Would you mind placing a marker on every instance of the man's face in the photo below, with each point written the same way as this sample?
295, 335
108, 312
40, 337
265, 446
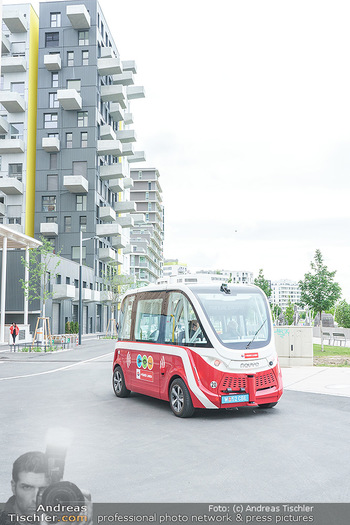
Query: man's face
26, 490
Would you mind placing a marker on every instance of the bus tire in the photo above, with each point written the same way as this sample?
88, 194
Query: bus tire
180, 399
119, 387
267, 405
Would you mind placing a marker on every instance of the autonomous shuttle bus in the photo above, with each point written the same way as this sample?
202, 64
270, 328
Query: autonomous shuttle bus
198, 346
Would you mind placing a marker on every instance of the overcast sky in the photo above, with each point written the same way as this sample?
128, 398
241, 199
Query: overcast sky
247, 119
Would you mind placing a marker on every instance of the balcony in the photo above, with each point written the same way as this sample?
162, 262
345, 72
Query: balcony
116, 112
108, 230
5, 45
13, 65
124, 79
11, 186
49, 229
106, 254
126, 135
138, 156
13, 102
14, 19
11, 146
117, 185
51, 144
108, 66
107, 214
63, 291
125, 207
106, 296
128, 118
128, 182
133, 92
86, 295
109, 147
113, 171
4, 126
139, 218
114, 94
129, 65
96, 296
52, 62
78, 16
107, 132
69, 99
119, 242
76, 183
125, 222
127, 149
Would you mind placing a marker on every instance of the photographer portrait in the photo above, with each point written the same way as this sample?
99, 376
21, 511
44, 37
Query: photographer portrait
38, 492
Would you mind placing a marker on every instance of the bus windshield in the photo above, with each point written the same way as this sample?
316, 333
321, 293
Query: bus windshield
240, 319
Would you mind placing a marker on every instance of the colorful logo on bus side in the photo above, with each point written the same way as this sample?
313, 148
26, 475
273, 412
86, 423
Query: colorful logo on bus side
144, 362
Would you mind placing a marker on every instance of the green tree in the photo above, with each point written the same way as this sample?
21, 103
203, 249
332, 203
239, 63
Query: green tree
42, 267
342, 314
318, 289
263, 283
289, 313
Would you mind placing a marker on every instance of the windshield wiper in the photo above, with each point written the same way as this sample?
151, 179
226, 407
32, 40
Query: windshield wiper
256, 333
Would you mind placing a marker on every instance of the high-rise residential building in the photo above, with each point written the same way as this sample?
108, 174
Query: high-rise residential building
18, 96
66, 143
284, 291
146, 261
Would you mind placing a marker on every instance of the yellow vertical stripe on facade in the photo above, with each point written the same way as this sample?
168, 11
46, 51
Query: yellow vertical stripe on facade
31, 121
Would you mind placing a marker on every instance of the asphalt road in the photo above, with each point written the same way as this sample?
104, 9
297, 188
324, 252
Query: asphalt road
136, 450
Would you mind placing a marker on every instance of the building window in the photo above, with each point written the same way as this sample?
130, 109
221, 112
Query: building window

+===+

작업 내용:
"of the yellow" 부분이 들어 있는 줄부터 데이터 끝까지 양 끝을 포함한 모든 줄을 그대로 다시 쓰되, 답으로 주어진 좌표의 숫자에만 2.6을 곱하고 반올림해 정수로 나타내세요(0.5는 올림). 이 범위의 줄만 쓰세요.

작업 답변:
Would you mind placing a marker on every instance of the yellow vertical stripe on facade in the photo above, with each point written the same way as this sample?
168, 11
46, 51
Query: yellow vertical stripe on facade
81, 315
Would you mind placing a marker on every instance of the asphalt road in the photo above, with each point written the same way as this sample?
104, 9
297, 188
324, 252
Query: asphalt road
354, 1170
Would you mind placing a marker on every instance of the building window in the photo above, with each point written the same way as this sample?
130, 109
221, 112
Query: building window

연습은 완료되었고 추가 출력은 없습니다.